** The task **
Starting at the line that holds "Task: point to every instance of the roof.", set down each line through the end of the listing, exactly as written and with nothing added.

** Data to process **
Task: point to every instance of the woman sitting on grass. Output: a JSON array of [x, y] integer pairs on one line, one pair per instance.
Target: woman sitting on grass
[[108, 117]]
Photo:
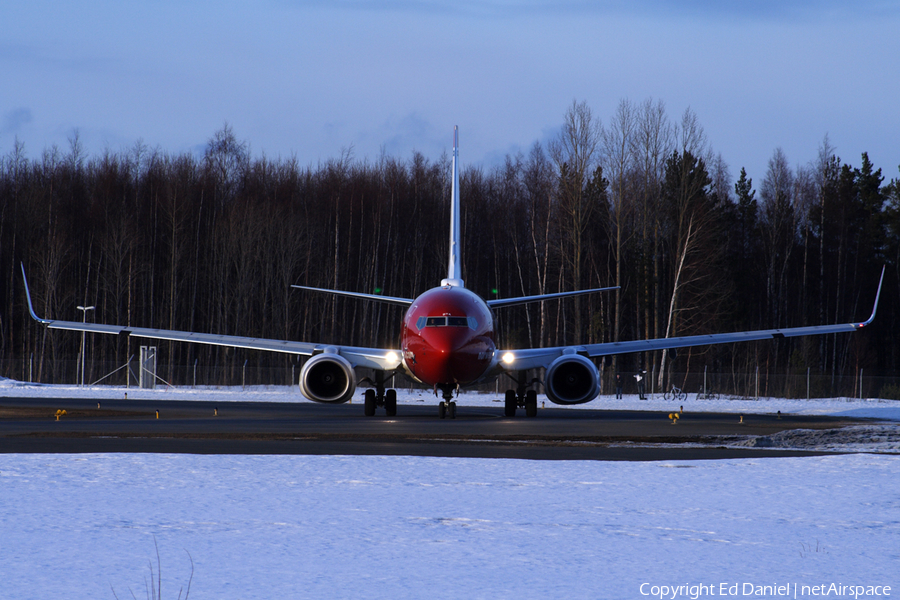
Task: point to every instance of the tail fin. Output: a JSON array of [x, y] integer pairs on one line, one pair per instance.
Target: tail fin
[[454, 271]]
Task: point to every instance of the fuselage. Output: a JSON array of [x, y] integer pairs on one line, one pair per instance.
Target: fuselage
[[447, 337]]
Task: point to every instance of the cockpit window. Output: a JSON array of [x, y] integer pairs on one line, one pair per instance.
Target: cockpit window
[[470, 322]]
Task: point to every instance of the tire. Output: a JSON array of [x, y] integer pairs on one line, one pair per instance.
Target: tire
[[531, 403], [390, 403], [510, 405], [370, 403]]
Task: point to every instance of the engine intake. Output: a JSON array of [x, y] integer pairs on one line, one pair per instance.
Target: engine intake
[[572, 379], [328, 378]]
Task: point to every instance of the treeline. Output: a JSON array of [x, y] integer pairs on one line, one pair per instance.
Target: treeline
[[212, 243]]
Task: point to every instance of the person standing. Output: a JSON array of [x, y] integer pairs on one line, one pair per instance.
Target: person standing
[[639, 377]]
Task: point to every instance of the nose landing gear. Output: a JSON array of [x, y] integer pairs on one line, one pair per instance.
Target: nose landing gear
[[447, 407]]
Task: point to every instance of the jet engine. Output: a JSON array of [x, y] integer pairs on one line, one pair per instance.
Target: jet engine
[[328, 378], [572, 379]]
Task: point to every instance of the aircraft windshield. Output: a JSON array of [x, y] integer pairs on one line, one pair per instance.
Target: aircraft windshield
[[469, 322]]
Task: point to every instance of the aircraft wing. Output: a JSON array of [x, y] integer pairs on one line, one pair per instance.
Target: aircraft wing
[[376, 358], [542, 357]]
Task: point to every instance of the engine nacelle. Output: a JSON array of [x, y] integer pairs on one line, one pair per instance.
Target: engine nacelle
[[328, 378], [572, 379]]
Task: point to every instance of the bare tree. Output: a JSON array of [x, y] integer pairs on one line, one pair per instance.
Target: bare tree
[[575, 152]]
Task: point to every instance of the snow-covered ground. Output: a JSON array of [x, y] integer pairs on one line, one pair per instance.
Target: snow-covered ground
[[85, 526], [882, 434], [79, 526]]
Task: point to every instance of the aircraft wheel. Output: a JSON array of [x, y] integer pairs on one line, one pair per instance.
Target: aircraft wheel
[[531, 403], [370, 403], [509, 407], [390, 403]]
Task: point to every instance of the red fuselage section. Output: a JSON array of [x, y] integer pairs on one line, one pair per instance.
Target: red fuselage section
[[447, 337]]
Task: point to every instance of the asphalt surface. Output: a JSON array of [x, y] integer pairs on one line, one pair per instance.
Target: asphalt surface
[[29, 425]]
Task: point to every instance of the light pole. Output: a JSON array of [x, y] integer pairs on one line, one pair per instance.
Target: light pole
[[83, 310]]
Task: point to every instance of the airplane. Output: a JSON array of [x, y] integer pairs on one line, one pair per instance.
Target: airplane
[[447, 342]]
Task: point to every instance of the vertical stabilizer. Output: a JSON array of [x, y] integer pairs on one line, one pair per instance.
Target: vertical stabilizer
[[454, 271]]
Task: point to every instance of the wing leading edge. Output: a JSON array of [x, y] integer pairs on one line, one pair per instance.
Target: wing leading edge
[[376, 358], [542, 357]]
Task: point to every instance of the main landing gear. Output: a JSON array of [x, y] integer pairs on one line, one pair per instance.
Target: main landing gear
[[379, 397], [521, 397]]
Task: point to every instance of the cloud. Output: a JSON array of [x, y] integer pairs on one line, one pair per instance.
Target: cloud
[[14, 120]]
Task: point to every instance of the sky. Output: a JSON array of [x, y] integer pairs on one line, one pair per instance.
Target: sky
[[316, 79]]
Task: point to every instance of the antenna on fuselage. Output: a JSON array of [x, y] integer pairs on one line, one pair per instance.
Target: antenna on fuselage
[[454, 271]]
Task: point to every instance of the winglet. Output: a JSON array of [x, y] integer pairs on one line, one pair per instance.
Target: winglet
[[28, 297], [875, 307], [454, 271]]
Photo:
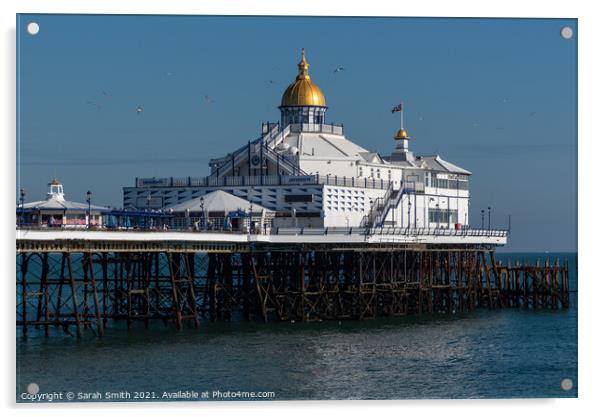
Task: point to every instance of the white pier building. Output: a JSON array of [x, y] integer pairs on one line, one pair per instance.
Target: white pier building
[[310, 175]]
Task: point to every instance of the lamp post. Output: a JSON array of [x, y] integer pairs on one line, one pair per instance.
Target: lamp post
[[89, 201], [409, 211], [250, 216], [148, 199], [202, 213], [22, 200]]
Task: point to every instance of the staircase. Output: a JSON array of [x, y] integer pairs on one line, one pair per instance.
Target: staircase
[[265, 143], [382, 206]]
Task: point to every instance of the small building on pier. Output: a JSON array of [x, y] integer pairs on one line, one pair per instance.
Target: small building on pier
[[221, 211], [56, 211]]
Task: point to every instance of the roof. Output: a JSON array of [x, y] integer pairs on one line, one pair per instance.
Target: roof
[[303, 92], [55, 203], [437, 163], [324, 145], [219, 200]]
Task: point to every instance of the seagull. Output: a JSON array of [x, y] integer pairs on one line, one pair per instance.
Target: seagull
[[91, 103]]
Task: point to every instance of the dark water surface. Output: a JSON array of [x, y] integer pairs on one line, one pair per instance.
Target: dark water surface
[[481, 354]]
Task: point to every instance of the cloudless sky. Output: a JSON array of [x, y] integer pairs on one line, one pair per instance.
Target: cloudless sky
[[494, 96]]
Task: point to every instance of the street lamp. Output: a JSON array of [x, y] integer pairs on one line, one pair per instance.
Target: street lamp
[[409, 211], [202, 213], [89, 201], [250, 216], [22, 199], [148, 199]]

** Final result **
Task: point to every instance of the roof. Output: a JSON array of [x, y] integer pairs on one line, one pair per instance.
Target: roof
[[303, 92], [55, 203], [437, 163], [324, 145], [219, 200]]
Task: point to every instance of the seagull. Output: a JSON array of [x, y] integer pairs on one line, one pair per instance.
Target: seagull
[[91, 103]]
Task: point to every instance of the dark water surface. Output: a JSON array of [x, y] integer pairs on one line, one pair per instance.
Target: dark water surface
[[481, 354]]
Task: point to every instance of the cloudless sky. Output: a JSON array of [x, y] integer pairs on one line, one pair per instance.
Target: cloudless sky
[[494, 96]]
Task: point to every instance of the street lamp. Output: a JSON array of [x, y] integer pairs on one line, one pair per instance.
Target: street lamp
[[409, 211], [202, 213], [89, 201], [250, 216], [22, 199], [148, 199]]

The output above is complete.